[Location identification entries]

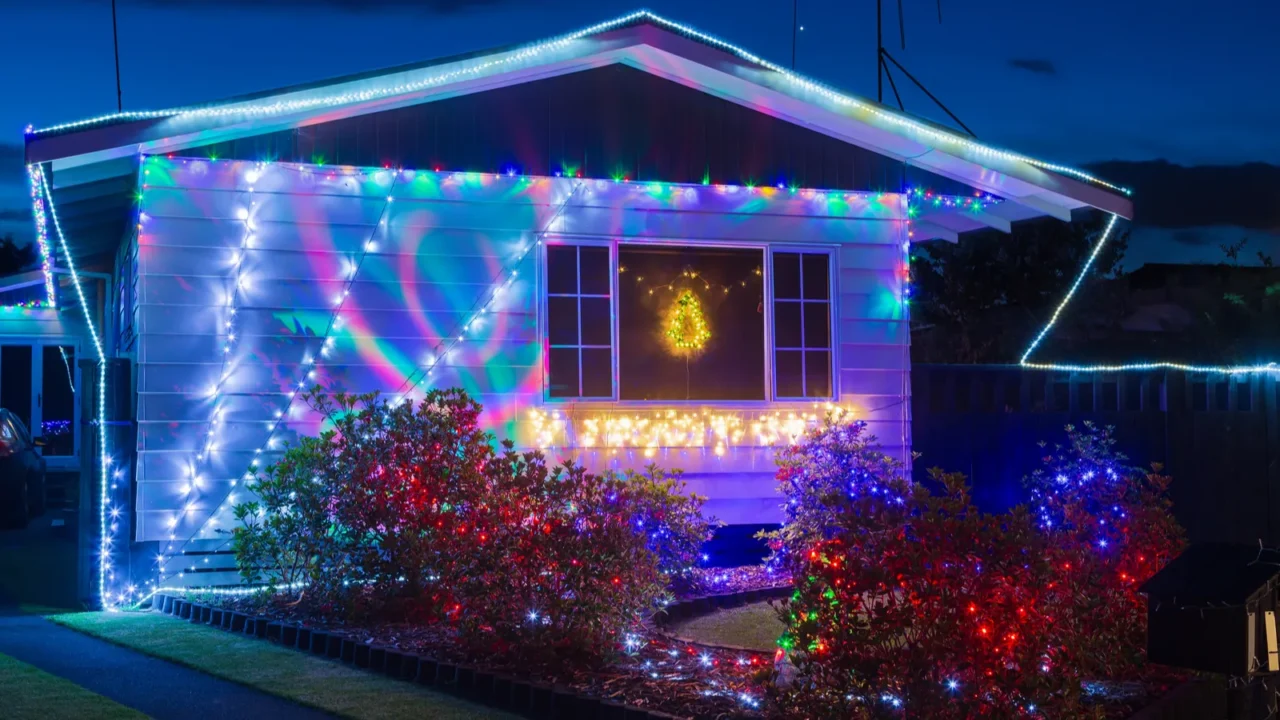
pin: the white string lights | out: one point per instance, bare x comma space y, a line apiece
487, 64
1040, 337
307, 365
108, 514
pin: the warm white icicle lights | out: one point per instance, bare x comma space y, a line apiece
1072, 368
307, 372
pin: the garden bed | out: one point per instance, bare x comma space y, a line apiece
659, 677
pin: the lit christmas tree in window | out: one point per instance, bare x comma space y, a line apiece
686, 326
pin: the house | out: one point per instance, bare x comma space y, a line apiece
632, 244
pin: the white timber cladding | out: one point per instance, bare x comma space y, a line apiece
447, 240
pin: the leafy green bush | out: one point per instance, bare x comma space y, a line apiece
410, 511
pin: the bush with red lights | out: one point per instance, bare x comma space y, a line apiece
1110, 528
910, 601
410, 511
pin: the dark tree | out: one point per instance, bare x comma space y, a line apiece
16, 258
982, 300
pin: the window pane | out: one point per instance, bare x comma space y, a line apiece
595, 320
16, 381
787, 369
817, 370
786, 324
817, 277
594, 267
562, 320
726, 364
562, 372
561, 269
817, 324
58, 401
786, 276
597, 373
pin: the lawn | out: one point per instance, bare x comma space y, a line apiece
28, 692
324, 684
754, 627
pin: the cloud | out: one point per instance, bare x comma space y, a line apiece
1174, 196
428, 7
1034, 65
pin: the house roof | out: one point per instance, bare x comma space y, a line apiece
99, 153
1215, 574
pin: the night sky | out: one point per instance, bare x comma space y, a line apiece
1125, 87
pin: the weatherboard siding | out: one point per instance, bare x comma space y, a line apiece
439, 246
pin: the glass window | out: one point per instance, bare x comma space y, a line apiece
579, 322
801, 324
58, 400
690, 323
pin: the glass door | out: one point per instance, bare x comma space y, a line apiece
37, 383
17, 391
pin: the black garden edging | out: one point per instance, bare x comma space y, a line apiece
522, 697
705, 605
1189, 701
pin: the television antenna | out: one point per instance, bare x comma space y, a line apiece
883, 59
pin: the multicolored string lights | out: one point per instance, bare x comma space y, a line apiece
490, 64
307, 365
686, 327
108, 510
37, 213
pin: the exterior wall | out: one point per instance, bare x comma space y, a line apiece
415, 269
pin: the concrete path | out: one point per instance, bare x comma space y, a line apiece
154, 687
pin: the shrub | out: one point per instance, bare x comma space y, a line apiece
402, 483
410, 511
286, 538
833, 468
556, 568
1110, 528
908, 600
671, 520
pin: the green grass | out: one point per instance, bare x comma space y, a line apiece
280, 671
754, 627
28, 692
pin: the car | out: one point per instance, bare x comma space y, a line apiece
22, 473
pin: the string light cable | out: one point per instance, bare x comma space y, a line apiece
106, 513
484, 65
309, 372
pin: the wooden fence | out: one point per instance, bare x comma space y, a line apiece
1217, 436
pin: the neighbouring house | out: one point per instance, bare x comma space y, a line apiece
634, 244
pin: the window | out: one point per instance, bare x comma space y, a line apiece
654, 322
579, 322
801, 324
126, 297
690, 323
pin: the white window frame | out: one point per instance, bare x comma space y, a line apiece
767, 249
831, 320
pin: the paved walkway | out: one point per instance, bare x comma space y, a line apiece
154, 687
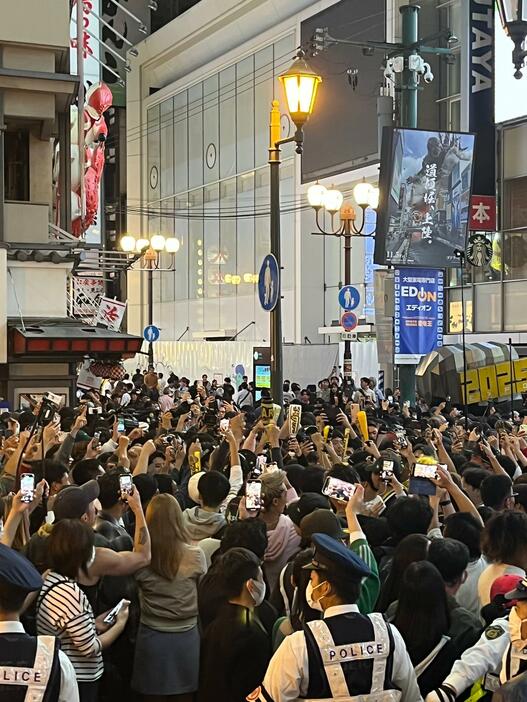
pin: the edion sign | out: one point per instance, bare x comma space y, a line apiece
420, 293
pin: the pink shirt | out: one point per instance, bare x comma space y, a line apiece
166, 403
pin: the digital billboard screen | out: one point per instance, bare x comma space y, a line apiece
425, 183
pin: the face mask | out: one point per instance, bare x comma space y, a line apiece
92, 559
257, 592
515, 626
314, 604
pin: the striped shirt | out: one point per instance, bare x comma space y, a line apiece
63, 610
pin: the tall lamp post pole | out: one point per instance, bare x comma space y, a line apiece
365, 195
460, 255
300, 85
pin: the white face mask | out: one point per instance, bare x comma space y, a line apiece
314, 604
91, 561
515, 626
257, 591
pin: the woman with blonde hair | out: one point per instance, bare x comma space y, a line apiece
166, 662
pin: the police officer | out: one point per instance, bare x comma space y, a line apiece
346, 656
31, 667
499, 656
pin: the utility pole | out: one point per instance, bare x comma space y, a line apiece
277, 373
411, 45
346, 221
409, 88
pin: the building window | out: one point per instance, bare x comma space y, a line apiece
515, 229
16, 165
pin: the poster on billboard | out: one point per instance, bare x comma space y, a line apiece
425, 183
419, 313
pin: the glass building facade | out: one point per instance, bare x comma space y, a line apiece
208, 185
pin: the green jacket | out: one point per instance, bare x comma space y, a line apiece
371, 584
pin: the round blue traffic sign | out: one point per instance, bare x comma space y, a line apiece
349, 297
269, 283
151, 333
349, 321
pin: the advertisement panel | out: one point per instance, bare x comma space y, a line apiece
425, 183
419, 311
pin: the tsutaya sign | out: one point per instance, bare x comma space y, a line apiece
481, 102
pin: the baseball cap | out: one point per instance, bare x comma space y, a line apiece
73, 501
519, 592
321, 521
504, 585
17, 571
309, 502
336, 555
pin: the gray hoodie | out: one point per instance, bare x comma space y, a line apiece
201, 524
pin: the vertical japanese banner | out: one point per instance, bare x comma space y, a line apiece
419, 313
481, 99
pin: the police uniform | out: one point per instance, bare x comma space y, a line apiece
32, 668
346, 656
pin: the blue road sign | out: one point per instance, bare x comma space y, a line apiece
349, 297
151, 333
269, 283
349, 321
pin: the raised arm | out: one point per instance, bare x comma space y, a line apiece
108, 562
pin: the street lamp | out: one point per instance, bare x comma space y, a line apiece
461, 256
513, 14
365, 195
149, 251
300, 84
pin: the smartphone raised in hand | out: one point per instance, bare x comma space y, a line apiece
112, 614
253, 495
126, 484
27, 486
338, 489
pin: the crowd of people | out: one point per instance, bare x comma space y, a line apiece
175, 540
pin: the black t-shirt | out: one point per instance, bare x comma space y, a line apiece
235, 652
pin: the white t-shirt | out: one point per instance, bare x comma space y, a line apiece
489, 575
467, 596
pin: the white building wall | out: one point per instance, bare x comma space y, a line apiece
36, 289
205, 41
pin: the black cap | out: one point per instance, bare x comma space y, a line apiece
309, 502
334, 553
16, 570
73, 501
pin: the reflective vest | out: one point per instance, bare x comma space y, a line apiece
29, 668
351, 659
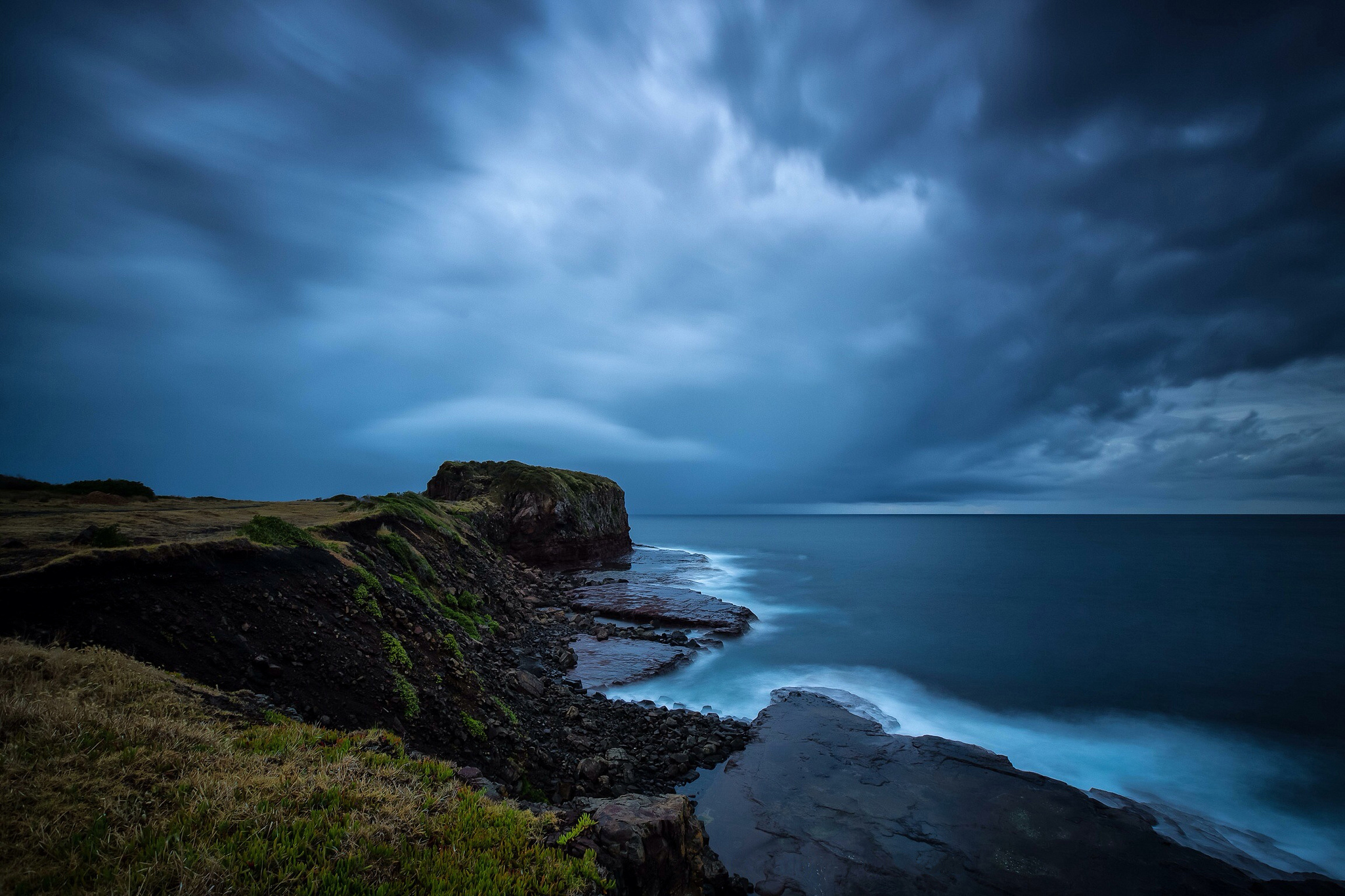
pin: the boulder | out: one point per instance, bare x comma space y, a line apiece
662, 603
654, 845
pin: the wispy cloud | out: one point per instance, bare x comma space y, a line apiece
531, 422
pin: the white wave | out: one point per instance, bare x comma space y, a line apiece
1210, 771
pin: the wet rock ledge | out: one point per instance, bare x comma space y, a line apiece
826, 803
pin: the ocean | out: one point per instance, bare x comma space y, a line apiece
1195, 660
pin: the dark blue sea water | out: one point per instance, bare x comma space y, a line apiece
1193, 660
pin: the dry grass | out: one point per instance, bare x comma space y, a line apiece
116, 778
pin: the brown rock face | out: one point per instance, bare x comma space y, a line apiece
539, 513
654, 845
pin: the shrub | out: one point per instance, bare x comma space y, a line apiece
125, 488
119, 779
580, 826
509, 714
410, 559
368, 602
272, 530
407, 692
474, 727
451, 643
531, 793
106, 536
396, 652
370, 580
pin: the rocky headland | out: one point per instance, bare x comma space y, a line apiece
537, 513
464, 624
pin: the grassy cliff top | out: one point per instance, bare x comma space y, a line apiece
500, 480
116, 778
38, 527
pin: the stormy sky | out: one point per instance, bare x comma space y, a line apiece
739, 255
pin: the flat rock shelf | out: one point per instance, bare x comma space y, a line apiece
618, 661
663, 605
826, 802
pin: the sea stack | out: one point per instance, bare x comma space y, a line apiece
539, 513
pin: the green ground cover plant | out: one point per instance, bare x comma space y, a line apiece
118, 778
474, 727
407, 694
396, 652
273, 531
509, 714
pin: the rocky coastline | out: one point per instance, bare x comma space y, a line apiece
468, 621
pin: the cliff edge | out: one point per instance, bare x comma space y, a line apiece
539, 513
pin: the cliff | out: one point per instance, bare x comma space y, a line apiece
539, 513
395, 614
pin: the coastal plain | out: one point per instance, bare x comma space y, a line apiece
470, 631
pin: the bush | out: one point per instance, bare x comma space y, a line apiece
509, 714
366, 602
272, 530
474, 727
102, 536
119, 779
407, 692
451, 643
125, 488
396, 652
410, 559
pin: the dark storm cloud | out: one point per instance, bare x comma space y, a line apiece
734, 254
1152, 194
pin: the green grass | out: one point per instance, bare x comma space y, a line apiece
580, 826
108, 536
116, 778
272, 530
395, 652
125, 488
410, 505
407, 694
509, 714
369, 578
474, 727
368, 602
410, 559
451, 643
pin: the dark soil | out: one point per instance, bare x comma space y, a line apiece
292, 625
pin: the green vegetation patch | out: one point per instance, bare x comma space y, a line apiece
474, 727
580, 826
106, 536
417, 508
396, 652
410, 559
407, 694
272, 530
509, 714
368, 602
125, 488
369, 580
451, 643
118, 779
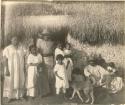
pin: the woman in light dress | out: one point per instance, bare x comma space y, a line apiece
68, 61
14, 55
61, 75
46, 48
34, 59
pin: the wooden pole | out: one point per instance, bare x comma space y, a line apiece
0, 60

**Task instructions**.
Write out the lines of the listing from the one that holds "pin: the dark soil" to the very last line, both included, exactly as they appear and without any pictures.

**Exercise result**.
pin: the dark soil | out: one point per instance, bare x comma space y, a line apiece
292, 625
pin: the green vegetation patch | out: one point per instance, bare x comma space y, a line apiece
474, 727
580, 826
106, 536
417, 508
396, 652
410, 559
407, 694
272, 530
509, 714
368, 602
125, 488
369, 580
451, 643
118, 779
pin: the woman in light dress | out: one point per instance, bare x comma space y, a line apiece
68, 61
14, 55
61, 75
46, 48
34, 59
pin: the wooden pole | out: one point per instance, bare x comma space y, a line apiece
0, 60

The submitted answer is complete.